Assigned task:
The lines you should transcribe are those from the one containing "Tag every instance of the blurred" to the end of the listing below, exactly, with pictures left out.

Data to process:
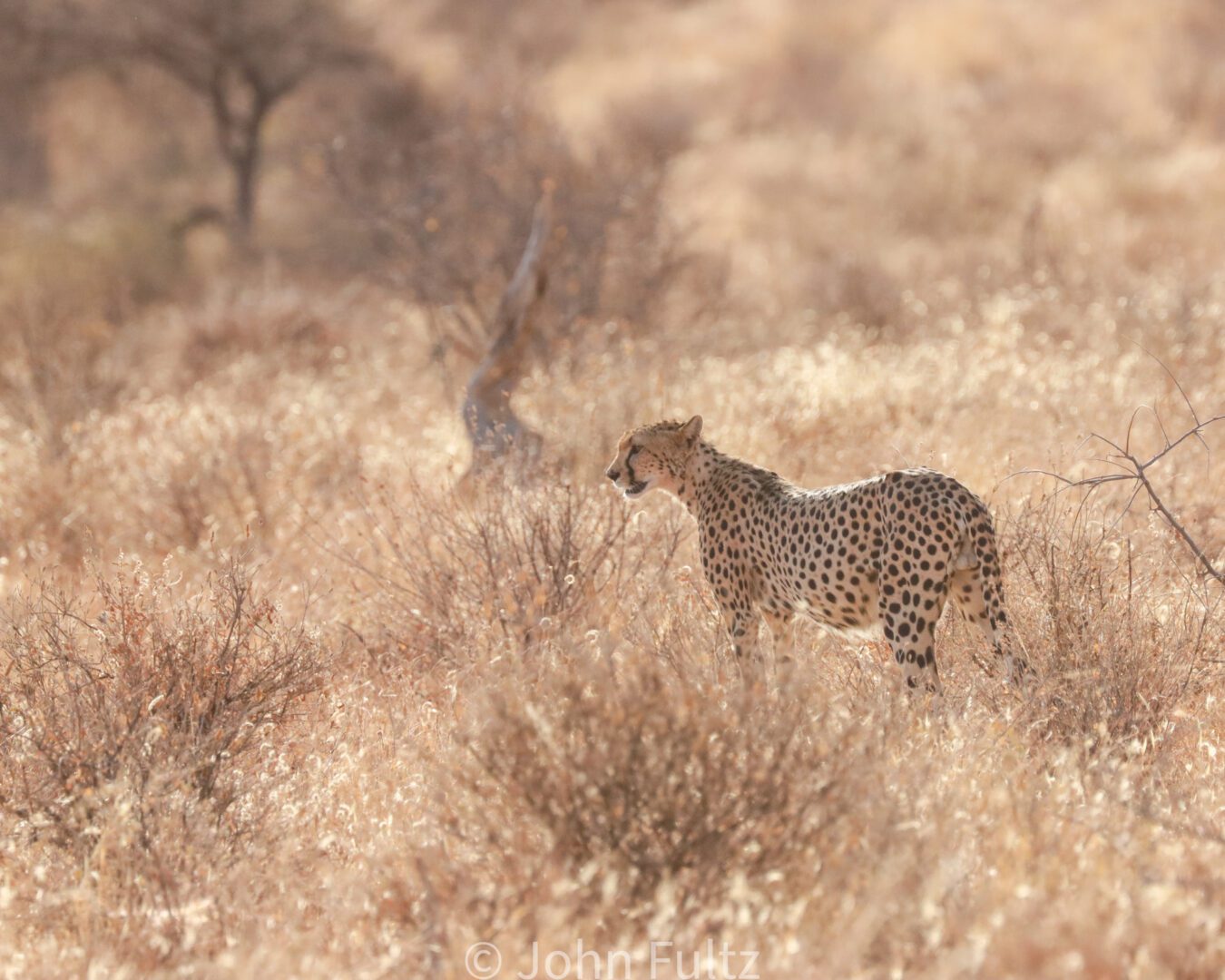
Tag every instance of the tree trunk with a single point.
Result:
(247, 172)
(495, 431)
(24, 173)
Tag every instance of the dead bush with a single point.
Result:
(137, 700)
(506, 565)
(1117, 650)
(665, 777)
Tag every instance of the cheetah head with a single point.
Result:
(654, 457)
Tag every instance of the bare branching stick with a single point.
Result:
(1134, 469)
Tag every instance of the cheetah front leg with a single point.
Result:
(781, 626)
(741, 626)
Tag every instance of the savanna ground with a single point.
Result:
(276, 700)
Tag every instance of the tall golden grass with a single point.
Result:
(277, 697)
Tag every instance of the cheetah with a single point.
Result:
(878, 555)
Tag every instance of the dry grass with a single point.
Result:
(435, 717)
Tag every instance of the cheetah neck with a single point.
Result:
(704, 479)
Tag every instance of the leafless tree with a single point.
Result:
(241, 58)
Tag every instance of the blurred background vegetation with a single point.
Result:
(269, 669)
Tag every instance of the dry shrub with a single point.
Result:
(505, 566)
(1119, 648)
(137, 702)
(663, 776)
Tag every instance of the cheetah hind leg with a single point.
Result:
(910, 632)
(965, 587)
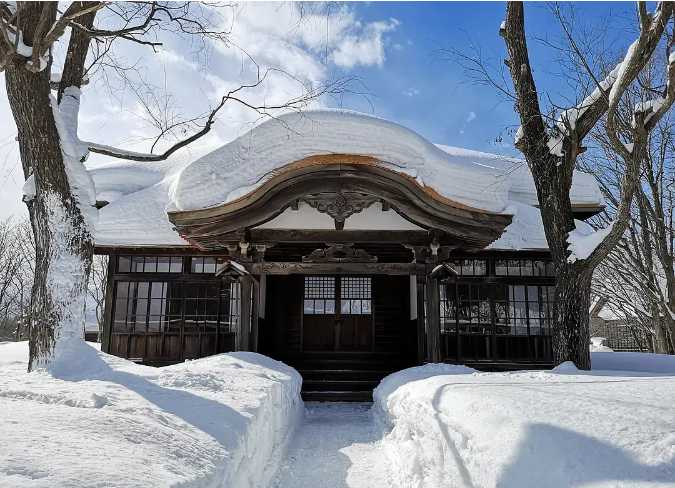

Result below:
Tag every instance of the blurred background vegetation with a single point.
Result:
(269, 669)
Tag every instance of the dry shrub with a single point.
Result:
(505, 566)
(1119, 648)
(137, 702)
(663, 776)
Tag every instance of the cheetah hind leg with a single point.
Result:
(910, 632)
(965, 587)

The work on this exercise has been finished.